**Exercise brief**
State only the number of lines in the records that contain the string "wall". Matches must have the same case.

## Start Task material

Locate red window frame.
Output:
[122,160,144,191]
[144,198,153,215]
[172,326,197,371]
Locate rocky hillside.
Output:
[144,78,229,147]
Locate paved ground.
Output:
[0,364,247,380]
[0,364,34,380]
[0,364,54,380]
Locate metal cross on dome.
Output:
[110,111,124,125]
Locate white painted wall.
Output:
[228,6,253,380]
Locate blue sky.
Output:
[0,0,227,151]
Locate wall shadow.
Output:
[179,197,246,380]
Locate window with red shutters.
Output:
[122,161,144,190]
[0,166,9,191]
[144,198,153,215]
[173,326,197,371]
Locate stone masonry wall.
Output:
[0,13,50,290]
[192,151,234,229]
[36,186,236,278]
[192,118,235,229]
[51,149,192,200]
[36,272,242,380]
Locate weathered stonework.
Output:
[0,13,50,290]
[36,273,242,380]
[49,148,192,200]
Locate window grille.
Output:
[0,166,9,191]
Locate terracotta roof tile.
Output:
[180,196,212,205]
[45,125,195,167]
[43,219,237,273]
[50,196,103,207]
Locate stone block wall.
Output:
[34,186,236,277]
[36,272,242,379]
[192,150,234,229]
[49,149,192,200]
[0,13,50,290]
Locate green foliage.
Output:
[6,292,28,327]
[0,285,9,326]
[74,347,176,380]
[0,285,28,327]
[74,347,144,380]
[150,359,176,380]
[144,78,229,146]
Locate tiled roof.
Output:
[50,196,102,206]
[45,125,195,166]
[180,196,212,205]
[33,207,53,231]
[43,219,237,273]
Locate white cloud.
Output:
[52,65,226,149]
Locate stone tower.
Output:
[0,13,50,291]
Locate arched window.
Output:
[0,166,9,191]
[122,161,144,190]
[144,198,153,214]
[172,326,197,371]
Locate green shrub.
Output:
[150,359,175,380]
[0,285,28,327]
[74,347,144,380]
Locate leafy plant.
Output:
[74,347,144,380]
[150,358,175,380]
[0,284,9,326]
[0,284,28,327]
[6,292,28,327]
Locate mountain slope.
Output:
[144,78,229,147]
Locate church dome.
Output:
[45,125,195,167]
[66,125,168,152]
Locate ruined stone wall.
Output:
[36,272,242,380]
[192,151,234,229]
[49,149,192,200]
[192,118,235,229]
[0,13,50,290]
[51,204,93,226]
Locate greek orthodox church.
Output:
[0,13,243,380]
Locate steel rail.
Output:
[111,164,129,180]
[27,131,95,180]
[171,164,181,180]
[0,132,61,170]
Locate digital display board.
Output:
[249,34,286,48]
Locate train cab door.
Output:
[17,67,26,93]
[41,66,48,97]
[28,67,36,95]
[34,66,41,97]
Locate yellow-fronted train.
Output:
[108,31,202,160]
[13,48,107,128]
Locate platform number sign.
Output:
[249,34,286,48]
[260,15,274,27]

## End Task material

**Expected answer**
5